> [GIVEN REQUEST]
Please put the data below into a Markdown table with a "Row" column for the row number and an "Entry" column for the line, skipping blank lines. Leave the pictures out of your answer.

--- Begin SUPPLIED MATERIAL ---

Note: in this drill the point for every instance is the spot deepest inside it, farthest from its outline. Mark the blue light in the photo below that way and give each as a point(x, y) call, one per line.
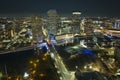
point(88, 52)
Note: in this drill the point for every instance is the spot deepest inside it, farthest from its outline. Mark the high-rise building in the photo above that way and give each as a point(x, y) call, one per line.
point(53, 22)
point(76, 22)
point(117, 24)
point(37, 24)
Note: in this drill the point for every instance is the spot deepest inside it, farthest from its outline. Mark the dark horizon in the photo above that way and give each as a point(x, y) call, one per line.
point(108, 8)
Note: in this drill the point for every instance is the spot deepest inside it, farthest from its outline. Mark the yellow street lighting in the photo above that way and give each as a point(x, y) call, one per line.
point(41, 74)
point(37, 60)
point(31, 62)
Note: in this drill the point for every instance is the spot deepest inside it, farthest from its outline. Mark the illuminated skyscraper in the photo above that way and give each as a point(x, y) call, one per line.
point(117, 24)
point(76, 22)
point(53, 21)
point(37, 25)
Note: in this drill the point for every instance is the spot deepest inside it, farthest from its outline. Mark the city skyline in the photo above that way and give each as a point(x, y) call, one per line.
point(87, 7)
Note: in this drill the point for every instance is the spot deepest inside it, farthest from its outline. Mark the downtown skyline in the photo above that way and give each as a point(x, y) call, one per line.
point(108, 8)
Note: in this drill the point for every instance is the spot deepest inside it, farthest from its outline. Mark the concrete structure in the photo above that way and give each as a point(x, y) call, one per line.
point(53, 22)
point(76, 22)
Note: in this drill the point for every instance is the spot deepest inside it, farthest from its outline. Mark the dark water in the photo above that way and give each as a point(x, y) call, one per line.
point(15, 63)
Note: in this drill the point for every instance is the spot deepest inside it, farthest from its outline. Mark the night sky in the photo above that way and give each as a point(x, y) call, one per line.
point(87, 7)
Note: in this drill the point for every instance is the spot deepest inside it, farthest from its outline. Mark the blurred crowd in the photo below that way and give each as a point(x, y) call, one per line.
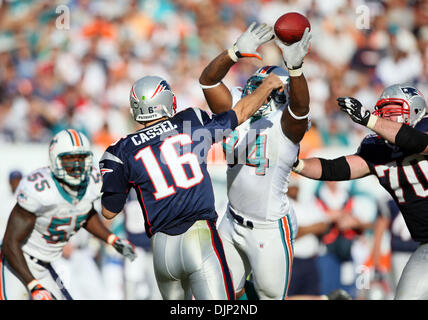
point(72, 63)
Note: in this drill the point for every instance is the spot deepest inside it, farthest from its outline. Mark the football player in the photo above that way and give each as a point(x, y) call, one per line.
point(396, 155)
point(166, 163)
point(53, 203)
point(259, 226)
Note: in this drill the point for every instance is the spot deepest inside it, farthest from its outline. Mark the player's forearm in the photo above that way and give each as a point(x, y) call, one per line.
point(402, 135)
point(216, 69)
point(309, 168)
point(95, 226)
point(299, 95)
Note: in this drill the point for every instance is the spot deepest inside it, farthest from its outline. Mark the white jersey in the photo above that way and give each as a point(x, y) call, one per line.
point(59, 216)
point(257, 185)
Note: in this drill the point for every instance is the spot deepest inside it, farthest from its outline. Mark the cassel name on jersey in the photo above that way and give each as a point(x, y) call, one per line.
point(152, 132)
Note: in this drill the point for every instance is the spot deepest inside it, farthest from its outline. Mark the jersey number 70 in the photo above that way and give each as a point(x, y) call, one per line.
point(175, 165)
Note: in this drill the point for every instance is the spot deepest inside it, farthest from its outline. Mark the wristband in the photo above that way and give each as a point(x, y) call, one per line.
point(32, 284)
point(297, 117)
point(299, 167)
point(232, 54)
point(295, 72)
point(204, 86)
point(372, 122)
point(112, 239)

--- End SUPPLIED MATERIAL ---

> [WRITTEN ANSWER]
| Row | Entry |
|---|---|
| 1 | Note: in this drill the point for every instance is the spot deepest inside it, farthest from its outline. Mark the blue light in the photo below that way and give each as a point(x, y) call, one per line. |
| 2 | point(88, 52) |
| 3 | Note: in this drill the point for every instance is the spot deepest inside it, farthest from its outline. Mark the high-rise building in the photo above that way and give each as a point(x, y) call, one per line. |
| 4 | point(53, 22) |
| 5 | point(76, 22) |
| 6 | point(117, 24) |
| 7 | point(37, 24) |
| 8 | Note: in this drill the point for every instance is the spot deepest inside it, farthest from its outline. Mark the dark horizon in the photo above that way and give each as a point(x, y) call, one per line. |
| 9 | point(108, 8) |
| 10 | Note: in this drill the point for every instance is the spot deepest inside it, farthest from its outline. Mark the yellow street lighting in the photo above that way and give each as a point(x, y) call, one per line. |
| 11 | point(41, 74) |
| 12 | point(37, 60) |
| 13 | point(31, 62) |
| 14 | Note: in this drill the point for every instance is the spot deepest inside it, farthest from its outline. Mark the illuminated skyscraper in the photo above that way and give each as a point(x, y) call, one per line. |
| 15 | point(117, 24) |
| 16 | point(76, 22) |
| 17 | point(53, 21) |
| 18 | point(37, 25) |
| 19 | Note: in this drill the point for every instance is the spot deepest inside it, farthest from its outline. Mark the city skyline in the photo above that way and give each as a point(x, y) call, one per line. |
| 20 | point(87, 7) |
| 21 | Note: in this drill the point for every instance is the spot deepest inside it, farthest from its outline. Mark the downtown skyline in the photo above that way and give each as a point(x, y) call, one per line. |
| 22 | point(108, 8) |
| 23 | Note: in this drill the point for every instance is the spot deepest inside it, farthest from its outline. Mark the concrete structure in the photo above that way and give each as a point(x, y) call, one per line. |
| 24 | point(53, 22) |
| 25 | point(76, 22) |
| 26 | Note: in this drill the point for every instance is the spot deepest inside it, farthest from its outline. Mark the dark water in the photo above that way and give each as a point(x, y) call, one per line. |
| 27 | point(15, 63) |
| 28 | Note: in this drill the point for every instance is the spot deepest inside it, farthest from its outline. Mark the night sky in the photo above that way and give each as a point(x, y) call, one per line. |
| 29 | point(87, 7) |
| 30 | Note: in this drill the point for every instance is the spot deepest inside it, farthest from its outline. Mark the blurred crowd in the photo below that way and give each as a point(x, y) call, one per line. |
| 31 | point(72, 63) |
| 32 | Note: in this drill the point for every instance is the spot deepest inside it, farthest from its outline. Mark the football player in the photo above that way and give each as a point(x, y) call, one per line. |
| 33 | point(396, 155) |
| 34 | point(166, 163) |
| 35 | point(53, 203) |
| 36 | point(259, 226) |
| 37 | Note: in this drill the point for every instance is the spot deepest inside it, farthest from its outline. Mark the player's forearm in the photo above that way and give each as a point(x, y) call, one per line. |
| 38 | point(402, 135) |
| 39 | point(216, 69) |
| 40 | point(309, 168) |
| 41 | point(95, 226) |
| 42 | point(299, 95) |
| 43 | Note: in this drill the point for every instance is the spot deepest inside it, farthest from its outline. Mark the white jersey in the photo above that way and give each as a point(x, y) call, one per line. |
| 44 | point(59, 216) |
| 45 | point(257, 185) |
| 46 | Note: in this drill the point for every instance is the spot deepest inside it, farthest from its outline. Mark the cassel name on jersey in the photo above that way and give each as a point(x, y) call, one per line. |
| 47 | point(152, 132) |
| 48 | Note: in this drill the point for every instance is the spot deepest inside it, farthest from its outline. Mark the jersey number 70 in the photo above that way and give each as a point(x, y) call, one per line. |
| 49 | point(175, 165) |
| 50 | Note: in this drill the point for every instance is the spot deepest inside it, farthest from its outline. Mark the wristband in the photo above that way and give each as a point(x, y) call, one per line. |
| 51 | point(32, 284) |
| 52 | point(297, 117) |
| 53 | point(299, 167) |
| 54 | point(232, 54) |
| 55 | point(295, 72) |
| 56 | point(204, 86) |
| 57 | point(372, 122) |
| 58 | point(112, 239) |